======== Source material ========

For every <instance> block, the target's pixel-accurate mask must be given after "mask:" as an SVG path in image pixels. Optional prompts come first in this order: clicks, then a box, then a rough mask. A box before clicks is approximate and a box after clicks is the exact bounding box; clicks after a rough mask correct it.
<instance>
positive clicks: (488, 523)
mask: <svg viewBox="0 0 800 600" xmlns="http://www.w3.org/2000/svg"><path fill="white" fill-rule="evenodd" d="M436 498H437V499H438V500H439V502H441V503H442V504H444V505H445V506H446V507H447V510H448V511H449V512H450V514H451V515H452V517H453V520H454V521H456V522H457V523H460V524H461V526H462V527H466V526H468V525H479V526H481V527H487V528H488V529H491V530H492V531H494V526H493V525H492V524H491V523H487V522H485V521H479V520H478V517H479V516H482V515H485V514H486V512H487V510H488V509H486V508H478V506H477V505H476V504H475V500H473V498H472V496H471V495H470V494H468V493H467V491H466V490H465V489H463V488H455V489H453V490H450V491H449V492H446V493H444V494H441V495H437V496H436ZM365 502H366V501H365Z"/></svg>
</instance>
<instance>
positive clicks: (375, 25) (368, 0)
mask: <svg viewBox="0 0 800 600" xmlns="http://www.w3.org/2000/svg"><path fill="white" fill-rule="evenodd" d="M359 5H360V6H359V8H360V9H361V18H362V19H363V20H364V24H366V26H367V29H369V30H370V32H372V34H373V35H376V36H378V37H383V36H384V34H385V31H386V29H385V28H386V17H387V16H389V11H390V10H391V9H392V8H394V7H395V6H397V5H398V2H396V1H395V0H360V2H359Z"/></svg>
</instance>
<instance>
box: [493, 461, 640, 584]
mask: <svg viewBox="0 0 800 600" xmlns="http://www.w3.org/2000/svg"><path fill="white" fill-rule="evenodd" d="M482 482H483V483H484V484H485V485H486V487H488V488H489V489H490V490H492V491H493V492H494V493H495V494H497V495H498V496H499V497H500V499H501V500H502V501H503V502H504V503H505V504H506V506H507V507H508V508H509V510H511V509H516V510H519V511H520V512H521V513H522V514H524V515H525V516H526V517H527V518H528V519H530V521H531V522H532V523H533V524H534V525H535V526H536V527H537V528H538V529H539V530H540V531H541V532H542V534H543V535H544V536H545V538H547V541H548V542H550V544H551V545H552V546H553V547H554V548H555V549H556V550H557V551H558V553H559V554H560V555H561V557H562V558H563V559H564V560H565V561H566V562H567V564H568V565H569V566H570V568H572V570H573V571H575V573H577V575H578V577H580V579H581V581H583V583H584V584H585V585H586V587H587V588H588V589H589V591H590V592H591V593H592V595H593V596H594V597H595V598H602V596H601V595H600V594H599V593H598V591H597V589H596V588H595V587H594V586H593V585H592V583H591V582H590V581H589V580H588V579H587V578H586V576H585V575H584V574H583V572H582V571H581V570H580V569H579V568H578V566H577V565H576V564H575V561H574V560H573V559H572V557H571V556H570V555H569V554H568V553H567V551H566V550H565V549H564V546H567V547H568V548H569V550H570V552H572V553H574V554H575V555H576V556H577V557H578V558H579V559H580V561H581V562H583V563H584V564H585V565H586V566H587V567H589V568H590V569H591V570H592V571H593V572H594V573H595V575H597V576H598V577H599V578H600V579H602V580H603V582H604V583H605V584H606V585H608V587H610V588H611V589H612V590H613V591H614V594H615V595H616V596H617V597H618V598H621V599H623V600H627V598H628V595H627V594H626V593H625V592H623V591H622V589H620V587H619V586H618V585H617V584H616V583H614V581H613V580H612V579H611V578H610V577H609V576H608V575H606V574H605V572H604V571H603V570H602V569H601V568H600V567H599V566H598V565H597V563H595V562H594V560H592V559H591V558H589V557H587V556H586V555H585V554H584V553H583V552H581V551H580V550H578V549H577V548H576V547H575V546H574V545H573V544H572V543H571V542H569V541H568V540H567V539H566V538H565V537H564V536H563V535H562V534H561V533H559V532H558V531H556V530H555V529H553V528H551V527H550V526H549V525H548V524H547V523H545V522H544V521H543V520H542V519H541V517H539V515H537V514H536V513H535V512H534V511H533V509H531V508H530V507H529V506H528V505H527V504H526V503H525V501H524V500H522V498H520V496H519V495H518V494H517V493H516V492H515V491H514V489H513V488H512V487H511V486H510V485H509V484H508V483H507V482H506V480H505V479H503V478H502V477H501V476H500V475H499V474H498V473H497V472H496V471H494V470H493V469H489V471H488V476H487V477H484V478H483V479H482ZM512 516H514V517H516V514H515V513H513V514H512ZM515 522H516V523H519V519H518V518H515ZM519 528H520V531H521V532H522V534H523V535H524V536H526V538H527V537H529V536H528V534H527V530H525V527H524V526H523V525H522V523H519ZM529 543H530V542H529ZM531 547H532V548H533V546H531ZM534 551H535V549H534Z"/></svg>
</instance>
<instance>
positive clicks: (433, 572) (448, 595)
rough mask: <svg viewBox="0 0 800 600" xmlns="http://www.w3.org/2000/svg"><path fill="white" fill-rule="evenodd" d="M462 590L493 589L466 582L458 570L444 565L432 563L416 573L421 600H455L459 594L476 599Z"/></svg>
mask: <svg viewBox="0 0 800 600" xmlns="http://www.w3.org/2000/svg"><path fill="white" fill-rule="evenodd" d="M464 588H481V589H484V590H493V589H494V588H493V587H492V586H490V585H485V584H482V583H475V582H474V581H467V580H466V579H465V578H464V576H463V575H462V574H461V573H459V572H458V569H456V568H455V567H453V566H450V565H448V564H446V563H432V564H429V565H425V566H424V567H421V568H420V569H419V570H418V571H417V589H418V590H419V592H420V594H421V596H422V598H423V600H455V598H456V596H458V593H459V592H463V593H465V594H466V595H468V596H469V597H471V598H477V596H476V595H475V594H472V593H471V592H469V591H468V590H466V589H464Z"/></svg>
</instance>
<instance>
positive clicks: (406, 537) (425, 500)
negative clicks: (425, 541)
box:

========

Print the material exactly as written, omitting nothing.

For every <instance> block, the target's pixel-accurate mask must be given after "mask:" as an SVG path in image pixels. Optional prompts come first in this order: clicks, then a box, then a rough mask. A box before clicks is approximate and a box after clicks is the exact bounding box; clicks after a rough mask correct it.
<instance>
positive clicks: (488, 523)
mask: <svg viewBox="0 0 800 600" xmlns="http://www.w3.org/2000/svg"><path fill="white" fill-rule="evenodd" d="M436 498H437V499H438V500H439V502H441V503H442V504H444V505H445V506H446V507H447V510H448V511H449V512H450V514H451V515H452V517H453V520H454V521H456V522H457V523H460V524H461V526H462V527H466V526H468V525H479V526H481V527H487V528H488V529H491V530H492V531H494V526H493V525H492V524H491V523H487V522H485V521H479V520H478V517H479V516H482V515H485V514H486V512H487V510H488V509H486V508H478V506H477V505H476V504H475V500H473V498H472V496H471V495H470V494H468V493H467V491H466V490H465V489H463V488H455V489H453V490H450V491H449V492H446V493H444V494H441V495H437V496H436ZM365 502H366V501H365Z"/></svg>
</instance>
<instance>
positive clicks: (375, 25) (368, 0)
mask: <svg viewBox="0 0 800 600" xmlns="http://www.w3.org/2000/svg"><path fill="white" fill-rule="evenodd" d="M359 5H360V6H359V8H360V9H361V18H362V19H363V20H364V24H366V26H367V29H369V30H370V32H372V34H373V35H376V36H378V37H383V36H384V34H385V31H386V29H385V28H386V17H387V16H389V11H390V10H391V9H392V8H394V7H395V6H397V5H398V2H396V1H395V0H360V2H359Z"/></svg>
</instance>
<instance>
box: [493, 461, 640, 584]
mask: <svg viewBox="0 0 800 600" xmlns="http://www.w3.org/2000/svg"><path fill="white" fill-rule="evenodd" d="M482 482H483V483H484V484H485V485H486V487H488V488H489V489H490V490H492V491H493V492H494V493H495V494H497V495H498V496H499V497H500V499H501V500H502V501H503V502H504V503H505V504H506V506H507V507H508V508H509V510H511V509H516V510H519V511H520V512H521V513H522V514H524V515H525V516H526V517H527V518H528V519H530V521H531V522H532V523H533V524H534V525H535V526H536V527H537V528H538V529H539V530H540V531H541V532H542V534H543V535H544V536H545V538H547V541H548V542H550V544H551V545H552V546H553V547H554V548H555V549H556V550H557V551H558V553H559V554H560V555H561V557H562V558H563V559H564V560H565V561H566V562H567V564H568V565H569V566H570V568H572V570H573V571H575V573H577V575H578V577H580V579H581V581H583V583H584V584H585V585H586V587H587V588H588V589H589V591H590V592H591V593H592V595H593V596H594V597H595V598H602V596H601V595H600V594H599V593H598V591H597V589H596V588H595V587H594V586H593V585H592V583H591V582H590V581H589V580H588V579H587V578H586V576H585V575H584V574H583V572H582V571H581V570H580V569H579V568H578V566H577V565H576V564H575V561H574V560H573V559H572V557H571V556H570V555H569V554H568V553H567V551H566V550H565V549H564V546H567V547H568V548H569V550H570V552H572V553H574V554H575V555H576V556H577V557H578V558H579V559H580V561H581V562H583V563H584V564H585V565H586V566H587V567H589V568H590V569H591V570H592V571H593V572H594V573H595V575H597V576H598V577H599V578H600V579H602V580H603V582H604V583H605V584H606V585H608V587H610V588H611V589H612V590H613V591H614V594H615V595H616V596H617V597H618V598H621V599H623V600H627V598H628V595H627V594H626V593H625V592H623V591H622V589H620V587H619V586H618V585H617V584H616V583H614V581H613V580H612V579H611V578H610V577H609V576H608V575H606V574H605V572H604V571H603V570H602V569H601V568H600V567H599V566H598V565H597V563H595V562H594V560H592V559H591V558H589V557H587V556H586V555H585V554H584V553H583V552H581V551H580V550H578V549H577V548H576V547H575V546H574V545H573V544H572V543H571V542H569V541H568V540H567V539H566V538H565V537H564V536H563V535H562V534H561V533H559V532H558V531H556V530H555V529H553V528H551V527H550V526H549V525H548V524H547V523H545V522H544V521H543V520H542V519H541V517H539V515H537V514H536V513H535V512H534V511H533V509H531V508H530V507H529V506H528V505H527V504H526V503H525V501H524V500H522V498H520V496H519V495H518V494H517V493H516V492H515V491H514V489H513V488H512V487H511V486H510V485H509V484H508V483H507V482H506V480H505V479H503V478H502V477H501V476H500V475H499V474H498V473H497V472H496V471H494V470H493V469H489V471H488V476H487V477H484V478H483V479H482ZM512 516H514V517H516V514H515V513H513V514H512ZM515 522H516V523H519V519H518V518H515ZM519 528H520V531H521V532H522V534H523V535H524V536H526V538H527V537H529V536H528V534H527V530H525V527H524V526H523V525H522V523H519ZM529 543H530V542H529ZM531 547H532V548H533V546H531ZM534 551H535V549H534Z"/></svg>
</instance>
<instance>
positive clicks: (433, 572) (448, 595)
rough mask: <svg viewBox="0 0 800 600" xmlns="http://www.w3.org/2000/svg"><path fill="white" fill-rule="evenodd" d="M462 590L493 589L466 582L458 570L444 565L432 563L416 573L421 600H455L459 594L476 599Z"/></svg>
mask: <svg viewBox="0 0 800 600" xmlns="http://www.w3.org/2000/svg"><path fill="white" fill-rule="evenodd" d="M464 588H481V589H484V590H493V589H494V588H493V587H492V586H490V585H485V584H482V583H475V582H474V581H467V580H466V579H465V578H464V576H463V575H462V574H461V573H459V572H458V569H456V568H455V567H453V566H450V565H448V564H446V563H432V564H429V565H425V566H424V567H421V568H420V569H419V570H418V571H417V589H418V590H419V592H420V594H421V596H422V598H423V600H455V598H456V596H458V593H459V592H463V593H465V594H466V595H468V596H469V597H471V598H477V596H476V595H475V594H472V593H471V592H469V591H468V590H466V589H464Z"/></svg>
</instance>
<instance>
positive clicks: (406, 537) (425, 500)
negative clicks: (425, 541)
box:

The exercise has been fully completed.